## WRITTEN REQUEST
Retype the passage about Rarotonga and the Maori word for word, everything from "Still, I think" down to "marking the spot.".

Obviously, no civilization ever fell because the kids saw enormous wooden penises.
Still, I think John Ashcroft would see this and just fall to the ground, weeping
in anguished prayer.
Incidentally, you might have noticed that I'm referring to the indigenous locals
as Maori, just as in New Zealand. That's no coincidence; the two are clearly
related (as are most Polynesian cultures as far east as Easter Island), although
historians and archaeologists haven't fully agreed on precisely who went where
when. The general consensus involves a large exodus from Rarotonga to New Zealand
on outrigger canoes about six hundred years ago; there's even a circle of stones
marking the spot.
Pause for a moment and consider how advanced these folks were -- navigating
thousands of miles of unimaginably open sea in handmade wooden canoes -- hundreds
of years before coastline-hugging European explorers were able to do anything
remotely similar. Which means they also must have understood certain basics
of astronomy (since that's how you navigate in open sea at night) at a time
when more "civilized" Europeans were burning and torturing people for suggesting
the Earth might not be the center of the universe. (And suddenly I picture John
Ashcroft climbing up from the ground, wiping away his tears, and feeling much
better...)

Some entries
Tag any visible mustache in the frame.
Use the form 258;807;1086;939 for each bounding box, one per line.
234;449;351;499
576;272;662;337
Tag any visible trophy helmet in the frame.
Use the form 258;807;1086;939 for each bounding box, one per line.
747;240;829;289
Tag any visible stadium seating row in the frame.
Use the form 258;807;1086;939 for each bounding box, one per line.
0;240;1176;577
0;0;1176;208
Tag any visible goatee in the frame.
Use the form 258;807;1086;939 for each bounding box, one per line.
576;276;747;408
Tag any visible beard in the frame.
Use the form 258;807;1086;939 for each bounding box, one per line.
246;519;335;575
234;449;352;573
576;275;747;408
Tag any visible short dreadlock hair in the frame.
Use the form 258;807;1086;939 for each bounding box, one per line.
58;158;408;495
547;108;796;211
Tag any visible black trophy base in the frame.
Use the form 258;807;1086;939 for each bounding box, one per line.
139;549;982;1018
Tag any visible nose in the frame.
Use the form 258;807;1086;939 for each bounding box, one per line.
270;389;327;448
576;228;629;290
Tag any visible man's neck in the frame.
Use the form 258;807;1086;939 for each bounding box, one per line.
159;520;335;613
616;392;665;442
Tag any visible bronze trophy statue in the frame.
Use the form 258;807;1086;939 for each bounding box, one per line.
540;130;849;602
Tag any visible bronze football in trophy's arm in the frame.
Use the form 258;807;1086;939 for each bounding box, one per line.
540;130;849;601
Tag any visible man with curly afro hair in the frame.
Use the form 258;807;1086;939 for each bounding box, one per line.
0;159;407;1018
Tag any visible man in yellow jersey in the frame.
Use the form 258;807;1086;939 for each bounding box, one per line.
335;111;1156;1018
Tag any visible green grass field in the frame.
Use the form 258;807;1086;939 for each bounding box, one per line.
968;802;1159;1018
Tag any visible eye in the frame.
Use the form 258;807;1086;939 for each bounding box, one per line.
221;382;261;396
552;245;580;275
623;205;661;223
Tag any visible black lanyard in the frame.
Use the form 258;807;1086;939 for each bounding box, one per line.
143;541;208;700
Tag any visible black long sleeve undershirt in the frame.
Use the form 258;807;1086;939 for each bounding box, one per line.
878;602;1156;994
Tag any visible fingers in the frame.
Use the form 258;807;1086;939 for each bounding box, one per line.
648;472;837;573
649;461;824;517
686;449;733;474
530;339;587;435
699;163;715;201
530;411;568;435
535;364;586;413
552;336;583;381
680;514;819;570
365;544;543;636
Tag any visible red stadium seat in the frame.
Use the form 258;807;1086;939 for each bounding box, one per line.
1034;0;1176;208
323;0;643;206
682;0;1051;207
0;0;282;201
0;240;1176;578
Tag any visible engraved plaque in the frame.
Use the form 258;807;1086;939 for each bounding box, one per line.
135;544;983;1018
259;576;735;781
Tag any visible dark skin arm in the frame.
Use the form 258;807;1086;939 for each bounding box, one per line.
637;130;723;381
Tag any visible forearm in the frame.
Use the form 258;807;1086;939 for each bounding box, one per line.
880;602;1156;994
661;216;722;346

## RESPONSE BELOW
Still, I think John Ashcroft would see this and just fall to the ground, weeping
in anguished prayer.
Incidentally, you might have noticed that I'm referring to the indigenous locals
as Maori, just as in New Zealand. That's no coincidence; the two are clearly
related (as are most Polynesian cultures as far east as Easter Island), although
historians and archaeologists haven't fully agreed on precisely who went where
when. The general consensus involves a large exodus from Rarotonga to New Zealand
on outrigger canoes about six hundred years ago; there's even a circle of stones
marking the spot.